(Excerpts from point annotation data)
=======

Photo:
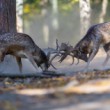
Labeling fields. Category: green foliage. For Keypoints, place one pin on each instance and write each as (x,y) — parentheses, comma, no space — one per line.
(31,6)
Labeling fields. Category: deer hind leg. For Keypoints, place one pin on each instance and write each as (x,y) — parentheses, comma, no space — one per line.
(1,56)
(19,62)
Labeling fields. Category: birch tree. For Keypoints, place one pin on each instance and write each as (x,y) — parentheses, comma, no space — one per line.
(85,14)
(103,11)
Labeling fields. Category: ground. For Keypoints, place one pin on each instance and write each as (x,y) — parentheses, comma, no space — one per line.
(75,90)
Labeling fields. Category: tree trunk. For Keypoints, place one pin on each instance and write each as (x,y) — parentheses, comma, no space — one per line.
(104,10)
(85,14)
(7,16)
(19,14)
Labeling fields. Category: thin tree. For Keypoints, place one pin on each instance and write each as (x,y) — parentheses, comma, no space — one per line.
(103,11)
(7,16)
(85,14)
(7,24)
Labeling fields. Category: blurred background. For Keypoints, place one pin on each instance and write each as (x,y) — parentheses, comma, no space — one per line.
(65,20)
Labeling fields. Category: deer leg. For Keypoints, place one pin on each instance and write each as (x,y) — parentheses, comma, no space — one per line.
(93,53)
(1,56)
(106,59)
(30,57)
(19,62)
(106,48)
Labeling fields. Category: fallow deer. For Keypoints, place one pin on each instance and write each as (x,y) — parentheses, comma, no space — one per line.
(96,36)
(21,45)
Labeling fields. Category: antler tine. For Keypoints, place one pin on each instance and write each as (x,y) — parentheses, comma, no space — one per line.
(57,45)
(63,57)
(78,61)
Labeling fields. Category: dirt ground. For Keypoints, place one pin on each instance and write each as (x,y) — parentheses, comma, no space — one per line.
(74,91)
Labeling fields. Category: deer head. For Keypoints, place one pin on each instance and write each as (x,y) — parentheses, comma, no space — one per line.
(65,49)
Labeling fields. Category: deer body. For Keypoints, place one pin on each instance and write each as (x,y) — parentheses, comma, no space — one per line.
(96,36)
(22,46)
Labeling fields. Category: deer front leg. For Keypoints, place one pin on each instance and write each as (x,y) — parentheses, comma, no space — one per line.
(19,62)
(93,53)
(106,59)
(31,59)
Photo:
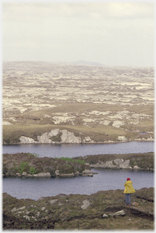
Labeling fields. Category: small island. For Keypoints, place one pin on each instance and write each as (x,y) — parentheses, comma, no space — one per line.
(31,165)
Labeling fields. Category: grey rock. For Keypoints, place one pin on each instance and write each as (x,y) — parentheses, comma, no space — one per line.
(26,217)
(136,168)
(53,201)
(69,137)
(42,174)
(105,216)
(44,138)
(26,140)
(67,175)
(85,205)
(57,172)
(53,132)
(24,174)
(118,213)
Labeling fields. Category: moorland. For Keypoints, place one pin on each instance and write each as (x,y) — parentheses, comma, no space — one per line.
(97,104)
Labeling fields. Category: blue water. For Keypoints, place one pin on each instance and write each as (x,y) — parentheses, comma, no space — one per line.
(75,150)
(34,188)
(106,179)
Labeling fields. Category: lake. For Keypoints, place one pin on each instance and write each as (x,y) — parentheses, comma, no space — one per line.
(75,150)
(106,179)
(34,188)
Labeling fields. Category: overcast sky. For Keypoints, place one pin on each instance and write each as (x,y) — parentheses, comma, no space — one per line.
(113,33)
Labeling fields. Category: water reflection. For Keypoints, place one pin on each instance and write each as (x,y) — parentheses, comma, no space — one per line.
(35,188)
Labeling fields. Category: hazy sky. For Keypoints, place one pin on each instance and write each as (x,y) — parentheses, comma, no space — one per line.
(112,33)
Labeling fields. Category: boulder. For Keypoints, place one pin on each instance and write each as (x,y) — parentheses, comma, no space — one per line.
(118,213)
(24,174)
(67,175)
(122,138)
(44,138)
(26,140)
(53,132)
(57,172)
(105,216)
(69,137)
(136,167)
(42,174)
(85,205)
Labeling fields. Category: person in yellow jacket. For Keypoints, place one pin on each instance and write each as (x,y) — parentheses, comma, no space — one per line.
(128,190)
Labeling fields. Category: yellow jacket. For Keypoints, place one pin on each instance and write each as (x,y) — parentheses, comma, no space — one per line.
(129,187)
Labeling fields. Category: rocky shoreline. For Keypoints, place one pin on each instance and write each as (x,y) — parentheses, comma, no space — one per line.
(30,165)
(104,210)
(57,136)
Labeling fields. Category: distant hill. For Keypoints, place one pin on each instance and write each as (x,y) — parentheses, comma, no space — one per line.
(86,63)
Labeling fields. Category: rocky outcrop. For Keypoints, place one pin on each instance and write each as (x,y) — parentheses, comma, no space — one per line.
(63,136)
(113,164)
(69,137)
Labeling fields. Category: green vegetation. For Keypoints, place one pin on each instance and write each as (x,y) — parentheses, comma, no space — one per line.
(65,212)
(72,160)
(32,170)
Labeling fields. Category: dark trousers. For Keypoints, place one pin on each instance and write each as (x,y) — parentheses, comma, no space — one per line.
(128,198)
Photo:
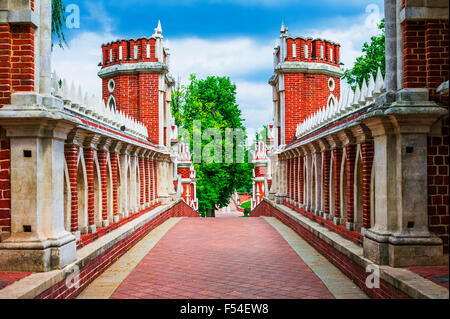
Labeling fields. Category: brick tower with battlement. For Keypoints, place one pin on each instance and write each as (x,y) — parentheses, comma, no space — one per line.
(307,78)
(135,81)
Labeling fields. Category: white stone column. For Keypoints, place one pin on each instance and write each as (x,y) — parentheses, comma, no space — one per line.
(124,158)
(45,44)
(38,240)
(400,236)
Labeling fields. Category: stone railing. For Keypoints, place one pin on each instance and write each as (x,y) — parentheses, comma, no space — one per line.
(93,107)
(350,102)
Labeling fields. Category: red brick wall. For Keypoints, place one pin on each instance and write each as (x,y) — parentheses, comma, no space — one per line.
(350,268)
(426,54)
(337,159)
(438,183)
(115,173)
(367,154)
(326,181)
(89,163)
(98,265)
(16,60)
(304,95)
(142,52)
(350,153)
(5,187)
(5,63)
(102,163)
(138,96)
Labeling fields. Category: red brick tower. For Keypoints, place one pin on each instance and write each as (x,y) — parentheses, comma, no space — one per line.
(136,82)
(307,77)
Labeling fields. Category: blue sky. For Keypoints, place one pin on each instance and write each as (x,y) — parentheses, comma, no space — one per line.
(216,37)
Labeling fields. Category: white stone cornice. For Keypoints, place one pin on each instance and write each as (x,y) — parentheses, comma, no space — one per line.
(130,68)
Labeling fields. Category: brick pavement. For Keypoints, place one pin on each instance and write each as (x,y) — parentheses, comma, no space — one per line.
(222,258)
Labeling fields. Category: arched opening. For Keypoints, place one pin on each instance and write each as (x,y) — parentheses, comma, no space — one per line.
(129,190)
(138,187)
(358,194)
(119,189)
(112,103)
(331,187)
(82,197)
(109,190)
(305,184)
(97,195)
(344,190)
(67,199)
(372,199)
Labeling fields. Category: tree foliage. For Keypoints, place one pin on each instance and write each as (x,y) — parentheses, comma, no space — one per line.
(58,21)
(213,102)
(372,59)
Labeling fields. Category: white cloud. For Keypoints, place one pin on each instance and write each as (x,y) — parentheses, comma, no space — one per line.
(255,101)
(79,62)
(240,58)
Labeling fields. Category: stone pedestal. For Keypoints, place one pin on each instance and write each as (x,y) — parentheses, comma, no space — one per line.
(280,198)
(400,236)
(38,240)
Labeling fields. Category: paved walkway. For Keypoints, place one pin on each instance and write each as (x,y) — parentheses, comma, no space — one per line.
(222,258)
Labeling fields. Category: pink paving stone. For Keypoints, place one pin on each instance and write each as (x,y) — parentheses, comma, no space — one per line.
(8,278)
(222,258)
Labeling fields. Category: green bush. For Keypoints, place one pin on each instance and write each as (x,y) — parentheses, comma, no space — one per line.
(246,205)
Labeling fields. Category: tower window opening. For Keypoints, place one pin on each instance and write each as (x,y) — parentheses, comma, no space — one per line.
(135,52)
(112,103)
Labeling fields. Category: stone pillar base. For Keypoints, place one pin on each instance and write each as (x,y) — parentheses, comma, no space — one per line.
(164,199)
(280,198)
(92,229)
(77,235)
(37,256)
(403,251)
(336,221)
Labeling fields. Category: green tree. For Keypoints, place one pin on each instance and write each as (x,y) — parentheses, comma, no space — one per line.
(372,59)
(212,101)
(58,21)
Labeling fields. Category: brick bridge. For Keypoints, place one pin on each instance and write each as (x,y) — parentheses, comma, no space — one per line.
(98,196)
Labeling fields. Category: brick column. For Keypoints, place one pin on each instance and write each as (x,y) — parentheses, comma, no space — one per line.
(367,152)
(5,63)
(337,159)
(71,155)
(114,171)
(89,164)
(326,182)
(142,181)
(350,152)
(301,179)
(102,163)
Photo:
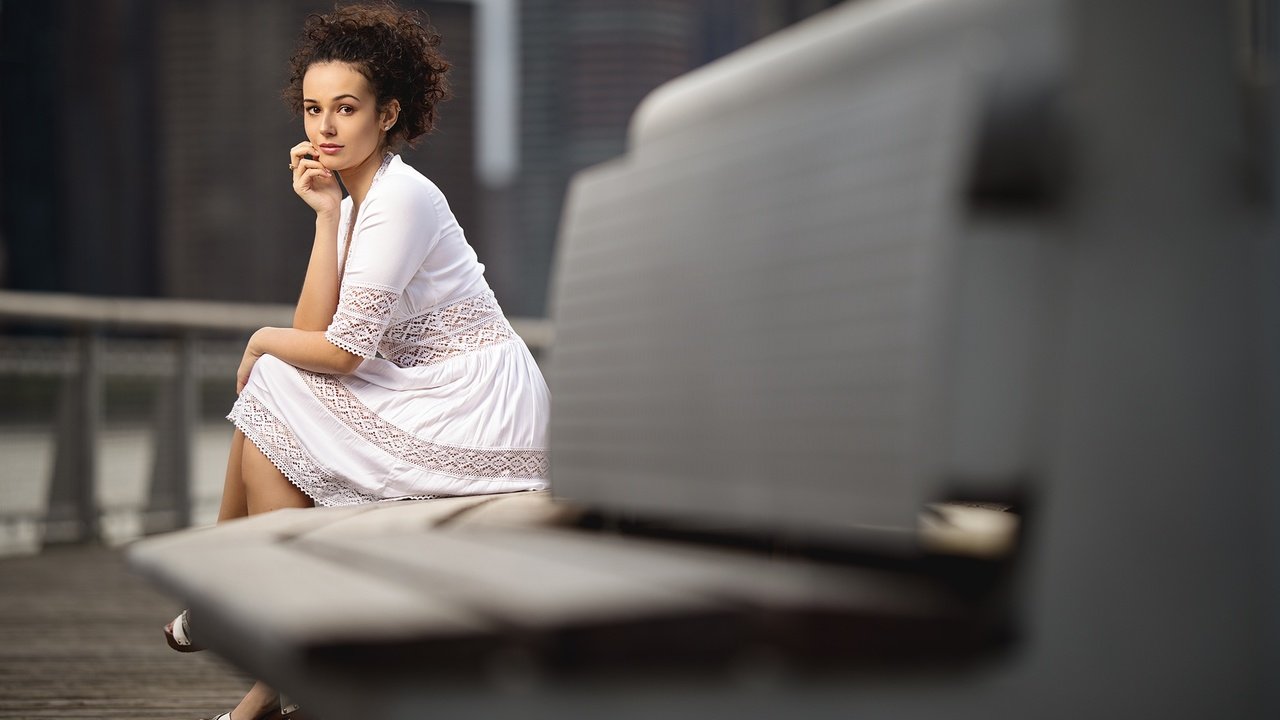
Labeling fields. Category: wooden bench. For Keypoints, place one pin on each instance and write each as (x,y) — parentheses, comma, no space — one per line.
(360,610)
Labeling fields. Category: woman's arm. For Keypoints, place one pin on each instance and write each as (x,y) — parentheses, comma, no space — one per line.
(301,349)
(316,186)
(319,297)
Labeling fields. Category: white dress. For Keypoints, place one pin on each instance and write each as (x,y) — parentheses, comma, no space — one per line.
(448,400)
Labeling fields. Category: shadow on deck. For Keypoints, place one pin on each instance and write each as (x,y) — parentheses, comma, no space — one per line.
(80,637)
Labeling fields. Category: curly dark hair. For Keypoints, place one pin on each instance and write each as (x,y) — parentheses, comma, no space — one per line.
(394,49)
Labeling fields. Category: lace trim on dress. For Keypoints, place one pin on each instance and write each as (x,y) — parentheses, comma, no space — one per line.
(278,443)
(493,464)
(362,314)
(442,333)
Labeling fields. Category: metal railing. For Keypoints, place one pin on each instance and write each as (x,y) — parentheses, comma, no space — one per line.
(72,513)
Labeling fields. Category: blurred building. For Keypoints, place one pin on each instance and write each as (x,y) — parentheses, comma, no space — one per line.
(146,154)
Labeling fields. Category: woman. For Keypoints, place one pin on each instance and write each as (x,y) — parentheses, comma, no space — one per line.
(400,378)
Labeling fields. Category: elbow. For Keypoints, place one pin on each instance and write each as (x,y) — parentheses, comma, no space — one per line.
(346,363)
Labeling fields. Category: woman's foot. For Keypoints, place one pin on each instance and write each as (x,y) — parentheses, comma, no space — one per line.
(177,633)
(260,702)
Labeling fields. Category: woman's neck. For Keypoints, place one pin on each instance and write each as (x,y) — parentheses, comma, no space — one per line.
(359,180)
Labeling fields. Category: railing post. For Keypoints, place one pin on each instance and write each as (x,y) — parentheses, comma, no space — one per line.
(72,514)
(169,501)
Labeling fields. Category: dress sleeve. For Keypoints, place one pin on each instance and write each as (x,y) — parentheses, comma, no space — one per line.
(398,228)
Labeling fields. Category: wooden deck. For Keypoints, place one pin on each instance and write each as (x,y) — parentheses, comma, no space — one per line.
(80,637)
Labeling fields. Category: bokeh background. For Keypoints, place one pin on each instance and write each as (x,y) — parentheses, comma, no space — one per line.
(145,145)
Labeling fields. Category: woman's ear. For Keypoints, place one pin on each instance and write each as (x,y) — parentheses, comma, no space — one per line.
(389,114)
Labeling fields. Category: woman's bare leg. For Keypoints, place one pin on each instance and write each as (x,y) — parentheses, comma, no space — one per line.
(265,487)
(261,487)
(259,698)
(233,487)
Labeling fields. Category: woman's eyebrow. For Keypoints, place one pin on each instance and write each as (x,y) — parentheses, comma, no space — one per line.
(337,98)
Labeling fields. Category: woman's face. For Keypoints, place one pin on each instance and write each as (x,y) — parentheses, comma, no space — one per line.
(341,115)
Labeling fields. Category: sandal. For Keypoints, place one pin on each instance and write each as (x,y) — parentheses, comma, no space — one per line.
(286,710)
(274,714)
(178,634)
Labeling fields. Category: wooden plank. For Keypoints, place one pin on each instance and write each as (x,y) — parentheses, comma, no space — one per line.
(726,575)
(80,637)
(289,598)
(403,516)
(513,588)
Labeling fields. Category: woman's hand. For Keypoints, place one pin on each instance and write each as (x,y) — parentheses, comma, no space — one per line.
(247,361)
(314,183)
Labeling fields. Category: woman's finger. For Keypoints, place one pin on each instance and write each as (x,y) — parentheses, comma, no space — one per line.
(298,154)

=======

## WHAT TO WORK ON
Reproduce the stretch of the records from the line containing "Labeling fields. Category: sandal." through the end of the records.

## TASK ANSWER
Labeling fields. Category: sandal. For Keypoints, place one pin on each instance and write each as (x,y) — parentheses, comma, no space — one per line.
(286,710)
(274,714)
(178,634)
Labeling fields. Category: wooden plank. For Keypoints, place one pin on each instance and write each as (x,y) — parentheses, comma, no space — one per line.
(726,575)
(80,637)
(289,598)
(403,516)
(513,588)
Labeling fields. Category: woman's hand. For Keypoints, place one pin on each instance and write each as (x,y) — parentheses, comma, no space — one per line.
(247,361)
(314,183)
Labeling fields. Category: woman's finger. For Keypoints, place one pin on each instance and write each as (x,y) — parentheses, comma, no space — one per line.
(298,154)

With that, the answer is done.